Aim – Copy out the following material word for word, from the first line to the last.

Data listing:

________________________

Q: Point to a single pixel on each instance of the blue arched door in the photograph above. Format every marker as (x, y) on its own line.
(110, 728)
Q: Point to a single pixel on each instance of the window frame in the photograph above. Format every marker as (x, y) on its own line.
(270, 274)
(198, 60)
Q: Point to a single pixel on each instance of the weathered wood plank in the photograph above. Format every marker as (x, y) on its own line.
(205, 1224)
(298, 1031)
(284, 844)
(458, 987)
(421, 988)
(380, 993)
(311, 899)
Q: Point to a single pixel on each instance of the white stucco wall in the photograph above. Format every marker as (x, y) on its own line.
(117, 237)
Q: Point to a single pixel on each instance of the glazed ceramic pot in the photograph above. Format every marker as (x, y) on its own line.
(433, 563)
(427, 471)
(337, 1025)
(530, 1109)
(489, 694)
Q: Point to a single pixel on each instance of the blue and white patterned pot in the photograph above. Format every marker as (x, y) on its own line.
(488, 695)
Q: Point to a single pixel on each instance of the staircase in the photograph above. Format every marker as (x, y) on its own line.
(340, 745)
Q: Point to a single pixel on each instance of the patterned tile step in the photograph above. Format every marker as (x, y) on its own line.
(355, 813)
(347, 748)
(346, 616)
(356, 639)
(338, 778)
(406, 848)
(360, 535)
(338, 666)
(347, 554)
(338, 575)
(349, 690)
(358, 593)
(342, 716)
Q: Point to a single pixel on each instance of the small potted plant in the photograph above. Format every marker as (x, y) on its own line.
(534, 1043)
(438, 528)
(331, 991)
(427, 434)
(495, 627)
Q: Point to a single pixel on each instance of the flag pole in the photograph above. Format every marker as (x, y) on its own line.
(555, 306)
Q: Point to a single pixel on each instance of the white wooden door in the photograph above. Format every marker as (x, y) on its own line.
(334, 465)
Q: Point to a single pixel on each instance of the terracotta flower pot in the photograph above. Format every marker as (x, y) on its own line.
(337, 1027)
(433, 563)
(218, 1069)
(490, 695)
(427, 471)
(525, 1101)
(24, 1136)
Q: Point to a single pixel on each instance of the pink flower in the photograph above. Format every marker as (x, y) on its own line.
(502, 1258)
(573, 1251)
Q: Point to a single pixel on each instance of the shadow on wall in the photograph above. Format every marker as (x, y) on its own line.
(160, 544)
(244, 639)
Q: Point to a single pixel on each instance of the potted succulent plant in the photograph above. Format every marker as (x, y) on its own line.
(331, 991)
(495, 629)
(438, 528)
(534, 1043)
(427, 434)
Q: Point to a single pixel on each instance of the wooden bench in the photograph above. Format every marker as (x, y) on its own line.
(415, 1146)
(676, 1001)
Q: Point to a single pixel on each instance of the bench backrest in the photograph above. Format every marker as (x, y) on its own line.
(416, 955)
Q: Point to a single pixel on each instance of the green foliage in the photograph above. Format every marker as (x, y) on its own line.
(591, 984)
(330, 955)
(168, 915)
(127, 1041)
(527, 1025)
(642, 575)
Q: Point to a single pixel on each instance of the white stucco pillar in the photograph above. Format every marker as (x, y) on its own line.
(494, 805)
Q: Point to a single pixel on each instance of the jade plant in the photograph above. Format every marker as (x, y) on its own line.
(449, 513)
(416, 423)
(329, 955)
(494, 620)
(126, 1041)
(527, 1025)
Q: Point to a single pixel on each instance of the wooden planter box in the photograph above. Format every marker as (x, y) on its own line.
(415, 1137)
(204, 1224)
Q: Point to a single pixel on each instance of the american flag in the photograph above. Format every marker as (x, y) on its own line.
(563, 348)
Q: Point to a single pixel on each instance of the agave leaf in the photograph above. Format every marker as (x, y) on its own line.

________________________

Solution for this problem –
Q: Point to a single pixel on each instance of the blue arched door in the photograph above. Format every marker as (x, y) on its own line.
(110, 728)
Q: Point to a single pixel on each instance of the window frame in the photograph above. Format every marker as (x, y) on its own line.
(270, 274)
(198, 60)
Q: Point to a single pixel on each instance of the weathered wood plank in the photograph above. Format every marker as (x, y) on its own line.
(205, 1224)
(298, 1031)
(284, 844)
(458, 987)
(421, 988)
(380, 993)
(311, 899)
Q: Point to a single pixel on each instance of the white stucco wall in the photograph above. Format every marker as (x, y) on its own line.
(117, 237)
Q: Point to a single pixel on each instance of the glazed ceramic pot in the photograph above. Format every marker as (x, y) on its own line.
(433, 563)
(427, 471)
(337, 1025)
(530, 1109)
(489, 694)
Q: Point to a single pixel on each instance of the blue and white patterned pot in the photograph above. Format every marker as (x, y) on its own line.
(488, 695)
Q: Point to a single pixel on each instance of the staircase in the photograph above. Format every marker as (x, y) on its own line.
(340, 745)
Q: Point to a single pixel on each instance of the patterned tile step in the photograph above. Format every marker as (x, y) on its own line.
(355, 813)
(347, 748)
(346, 616)
(356, 639)
(338, 778)
(406, 848)
(360, 535)
(338, 666)
(347, 554)
(338, 575)
(349, 690)
(358, 593)
(342, 716)
Q: Point to a single pixel on each instance of the small potted plant in the photograph above. Format every marker as (x, y) on its own line.
(534, 1043)
(438, 528)
(331, 991)
(427, 434)
(495, 627)
Q: Point to a single pixel on each instance of the flag pole in the photograph above. Format every marker as (x, y) on its own line.
(555, 306)
Q: Point to a single pixel on each instance of the white wooden door in the photograph above. Format every marker as (x, y) on its own line.
(334, 465)
Q: Point to a single pixel on each instance of the terracotta flower pot in the photograph above. Format every marker as (x, y) on its own line.
(337, 1027)
(433, 563)
(218, 1069)
(490, 695)
(427, 471)
(525, 1101)
(24, 1136)
Q: Point to a single pixel on each instance of the pink flower in the photograph above. Format every marker as (x, y) on its own line.
(502, 1258)
(573, 1251)
Q: Point to a single pixel on each instance of the shadow on wall in the photograph above. Format every marker as (x, y) on its own line.
(160, 544)
(244, 639)
Q: Point to a single pixel on each instance of the potted succulent plant in the photograph above. Format every marker as (x, y) on its own line.
(331, 991)
(495, 629)
(438, 528)
(534, 1043)
(427, 434)
Q: Point to a single pixel on each instance of the wooden bench in the photograph above. Format every marker as (x, y) on its own line.
(415, 1146)
(676, 1001)
Q: Point to a single pixel on each instance of the bench backrest in the photograph above. Format every marker as (x, y) on its own line.
(416, 955)
Q: Point to a single pixel on each instance of the green foliage in the photograph above. Format every marker as (x, y) on its own line.
(591, 984)
(330, 955)
(168, 915)
(127, 1041)
(527, 1025)
(642, 575)
Q: Point to a single pixel on each instance of the white stucco pillar in the photograph above. Format every marker as (x, y) on its own line.
(494, 805)
Q: Point to a single pixel on each instance of the jade plant in the photograph above. Format every marker as (x, y) on its own line.
(449, 513)
(416, 423)
(329, 955)
(494, 620)
(126, 1041)
(527, 1025)
Q: Point to a single pixel on each instance of the wooden planter box in the photograph above. Format every marker as (x, y) on its own line.
(415, 1137)
(204, 1224)
Q: Point to a single pixel on each instance of the american flag in the photograph above. Format every marker as (x, y) on its own line.
(563, 348)
Q: Point to a single pixel on each instance of the agave leaf in the photograph above. Format every marker as (x, y) on its own line.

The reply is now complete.